RECORDS FOR THE TASK:

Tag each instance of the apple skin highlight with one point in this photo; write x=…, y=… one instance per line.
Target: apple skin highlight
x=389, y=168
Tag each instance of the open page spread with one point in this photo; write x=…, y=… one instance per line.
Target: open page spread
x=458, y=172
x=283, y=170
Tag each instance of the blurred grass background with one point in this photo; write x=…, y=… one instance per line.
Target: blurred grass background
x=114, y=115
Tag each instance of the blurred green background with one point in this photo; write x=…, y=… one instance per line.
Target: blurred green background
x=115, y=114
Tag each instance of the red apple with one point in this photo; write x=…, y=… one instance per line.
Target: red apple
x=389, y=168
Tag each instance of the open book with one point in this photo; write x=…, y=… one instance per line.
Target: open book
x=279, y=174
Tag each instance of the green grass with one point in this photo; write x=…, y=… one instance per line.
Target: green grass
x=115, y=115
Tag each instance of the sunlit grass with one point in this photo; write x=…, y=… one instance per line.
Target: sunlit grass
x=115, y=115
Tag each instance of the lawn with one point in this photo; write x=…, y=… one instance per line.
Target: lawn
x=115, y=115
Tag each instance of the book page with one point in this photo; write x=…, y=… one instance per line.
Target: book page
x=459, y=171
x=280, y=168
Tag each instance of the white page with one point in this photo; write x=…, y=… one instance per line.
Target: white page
---
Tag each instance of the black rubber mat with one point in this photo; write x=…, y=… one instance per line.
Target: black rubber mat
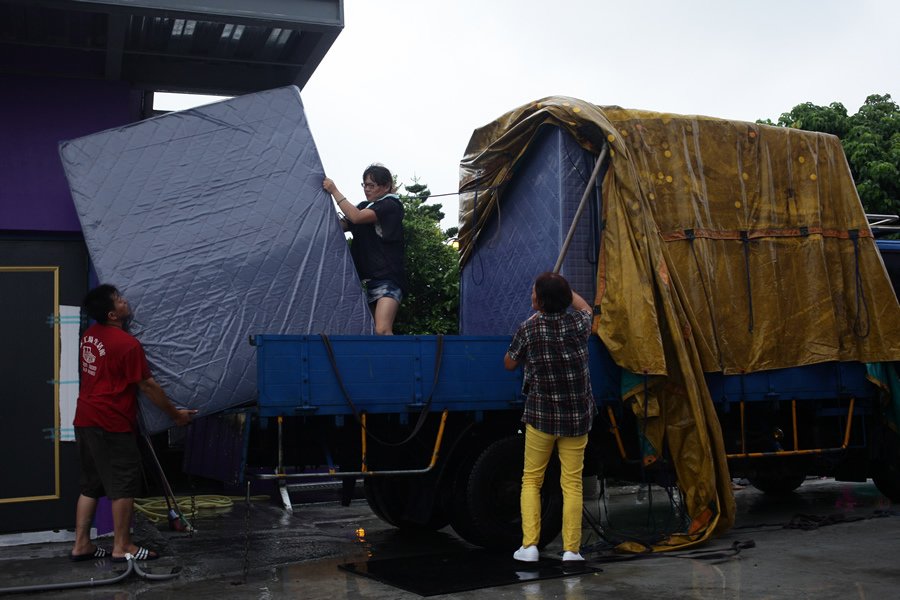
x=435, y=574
* * *
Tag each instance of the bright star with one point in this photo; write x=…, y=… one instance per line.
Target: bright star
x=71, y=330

PROBLEM DETAILS:
Can you write out the listing again, starting with the line that contains "Tag each instance of the lawn" and going on through the line that contains "Target: white page", with "one point" swapped for "a single point" and everything else left the same? Give only those lines.

TASK RESPONSE:
Tag each instance of the lawn with a single point in this photo; write x=…, y=… one instance per line.
Target: lawn
x=115, y=115
Tag each instance of the book page with a single point in this photo; write x=…, y=… one instance per line.
Target: book page
x=459, y=171
x=280, y=168
Tag each instance of the white page with a single point in this photo; write x=…, y=… one instance per line.
Target: white page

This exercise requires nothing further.